→ **Your assignment**
Retype each entry below, keeping every character the same.

→ **Data records**
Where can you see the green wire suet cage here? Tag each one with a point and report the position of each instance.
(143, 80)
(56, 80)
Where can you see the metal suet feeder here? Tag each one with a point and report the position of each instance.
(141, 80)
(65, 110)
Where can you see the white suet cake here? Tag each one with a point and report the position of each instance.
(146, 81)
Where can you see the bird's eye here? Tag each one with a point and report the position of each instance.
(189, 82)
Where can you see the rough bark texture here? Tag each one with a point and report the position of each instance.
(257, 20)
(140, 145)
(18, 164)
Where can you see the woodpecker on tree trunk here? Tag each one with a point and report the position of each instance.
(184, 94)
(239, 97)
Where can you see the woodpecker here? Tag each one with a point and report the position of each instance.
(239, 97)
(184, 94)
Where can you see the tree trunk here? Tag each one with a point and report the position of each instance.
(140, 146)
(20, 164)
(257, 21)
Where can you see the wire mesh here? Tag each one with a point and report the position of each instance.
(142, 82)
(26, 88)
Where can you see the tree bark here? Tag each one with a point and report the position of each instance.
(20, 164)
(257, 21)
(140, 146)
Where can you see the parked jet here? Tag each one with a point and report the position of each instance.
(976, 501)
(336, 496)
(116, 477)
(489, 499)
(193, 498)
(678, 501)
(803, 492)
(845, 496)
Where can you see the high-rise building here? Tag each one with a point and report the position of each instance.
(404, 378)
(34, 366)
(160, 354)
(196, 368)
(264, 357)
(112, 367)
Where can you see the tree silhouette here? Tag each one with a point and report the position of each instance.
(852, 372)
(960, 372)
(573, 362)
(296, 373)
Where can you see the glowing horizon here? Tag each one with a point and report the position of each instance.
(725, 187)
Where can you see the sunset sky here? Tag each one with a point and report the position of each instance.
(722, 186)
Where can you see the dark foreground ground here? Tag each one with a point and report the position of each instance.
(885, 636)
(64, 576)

→ **Output of the task**
Where can you see the green wire suet cage here? Tag each one with a point and report the position of each instance.
(143, 80)
(56, 80)
Where can you see the metal suet feeder here? Tag each one with a point and report the position of each instance.
(141, 80)
(65, 110)
Where can you see the white suet cake here? Tag each one with a point and report the position of each instance.
(146, 81)
Where can you see the bird's eye here? Tag each one with a point and report the position of each instance.
(189, 82)
Where can you see the rough bark texture here? Tag each one with a point and report the position of each instance.
(257, 20)
(140, 145)
(18, 164)
Where can you see the woodpecker on tree trunk here? Tag each one with a point and report the position of each instance.
(184, 94)
(239, 97)
Where can you see the woodpecker here? Tag each one with a point and report the position of each instance.
(239, 97)
(184, 94)
Where can you see the tree trunk here? Tag each one with a point and report the position of each instance.
(140, 146)
(20, 164)
(257, 21)
Where can you see the wire mesh here? Tag each one with a point and report the position of each instance.
(142, 82)
(26, 88)
Where can you see the tree bark here? Tag each one with a point and report the position of each instance.
(20, 164)
(257, 21)
(140, 146)
Where can you see the parked jet here? Tag each one with a point and report the position of each instance.
(976, 501)
(336, 496)
(116, 477)
(489, 499)
(193, 498)
(678, 501)
(803, 492)
(845, 496)
Where can you see the high-rise building here? Tag each one with a point and report the position of each instance.
(404, 378)
(34, 366)
(160, 354)
(196, 368)
(264, 357)
(112, 367)
Where can you see the tree silhouette here? Tag each one with a point and report the position of each instance.
(852, 372)
(960, 372)
(573, 362)
(296, 373)
Where can you see the glowing horizon here? Tag each one with a point and report the position of each instance.
(725, 187)
Where can you see the sunset sky here? Tag each one with a point and report the position of each instance.
(722, 186)
Where can you see the dark foreground ground here? Tag each one with a point and report the position of each instance.
(885, 636)
(64, 576)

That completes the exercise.